▶ [INSTRUCTION A]:
According to the exhibition statement, what notion do all the artworks explore?
▶ [INSTRUCTION B]:
Summarize the exhibition statement in two sentences.
▶ [INSTRUCTION C]:
Based on the exhibition statement, explain why the artist chose to illustrate personal experiences of love and loss.

▶ [SOURCE]:
►

IB VISUAL ARTS 2023

olivia chilcott

All artworks in this exhibition explore the notion of “love and loss”, for whilst love is apparent in all our lives - either through our personal relationships, experiences or passions, loss is almost always inevitable. I aim to evoke a simultaneous feeling of warmth and heartache in the audience, with some artworks perhaps being reminiscent of their personal experiences with love and loss. Since I was young, I’ve always felt the most moved by artworks depicting love, or the subsequent loss of it. Thus, felt compelled to illustrate my own experiences on this subject in hopes to induce the same feelings in the viewer. Whilst this exhibition explores both sides of love and loss, I hope to emphasise the bittersweet message that you cannot feel the grief and devastation of loss without feeling the incredible and warm feeling of love; loving is worth the risk of losing.

◄

▶ [DATA LINES]:
►

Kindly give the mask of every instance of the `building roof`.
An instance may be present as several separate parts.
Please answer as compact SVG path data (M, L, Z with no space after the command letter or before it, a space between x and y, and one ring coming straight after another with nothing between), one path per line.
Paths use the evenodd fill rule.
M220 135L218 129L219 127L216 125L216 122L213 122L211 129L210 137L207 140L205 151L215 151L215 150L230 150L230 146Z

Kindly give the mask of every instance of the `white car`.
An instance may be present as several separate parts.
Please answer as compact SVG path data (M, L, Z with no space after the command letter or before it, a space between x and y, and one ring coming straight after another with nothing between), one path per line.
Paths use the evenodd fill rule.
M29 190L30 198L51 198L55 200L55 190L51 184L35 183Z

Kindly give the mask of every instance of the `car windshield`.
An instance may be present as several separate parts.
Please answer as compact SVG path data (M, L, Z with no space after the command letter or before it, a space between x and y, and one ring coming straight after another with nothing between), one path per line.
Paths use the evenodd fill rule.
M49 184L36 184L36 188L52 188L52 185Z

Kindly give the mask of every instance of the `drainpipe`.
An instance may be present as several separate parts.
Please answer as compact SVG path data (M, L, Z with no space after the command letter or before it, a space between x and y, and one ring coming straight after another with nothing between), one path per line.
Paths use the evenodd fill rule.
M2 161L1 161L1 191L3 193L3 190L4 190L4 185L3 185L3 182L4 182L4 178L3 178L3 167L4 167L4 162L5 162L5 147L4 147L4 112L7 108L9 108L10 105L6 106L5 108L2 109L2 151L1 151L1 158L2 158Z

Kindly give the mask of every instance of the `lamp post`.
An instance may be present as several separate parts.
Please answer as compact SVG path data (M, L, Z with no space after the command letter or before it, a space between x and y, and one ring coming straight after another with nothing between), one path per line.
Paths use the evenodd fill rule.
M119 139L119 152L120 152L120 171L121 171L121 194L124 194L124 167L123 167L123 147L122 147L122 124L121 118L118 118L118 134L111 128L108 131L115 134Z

◄

▶ [CORRECT RESPONSE A]:
They explore the notion of "love and loss."

▶ [CORRECT RESPONSE B]:
The artworks in the exhibition explore love and loss, since love is present in everyone's lives while loss is almost always inevitable, and they aim to evoke warmth and heartache at the same time in the audience. The exhibition stresses the bittersweet message that the grief of loss cannot be felt without the warmth of love, so loving is worth the risk of losing.

▶ [CORRECT RESPONSE C]:
From a young age, the artist has felt most moved by artworks that depict love or its subsequent loss. The artist therefore felt compelled to illustrate personal experiences of the subject in the hope of inducing the same feelings in the viewer.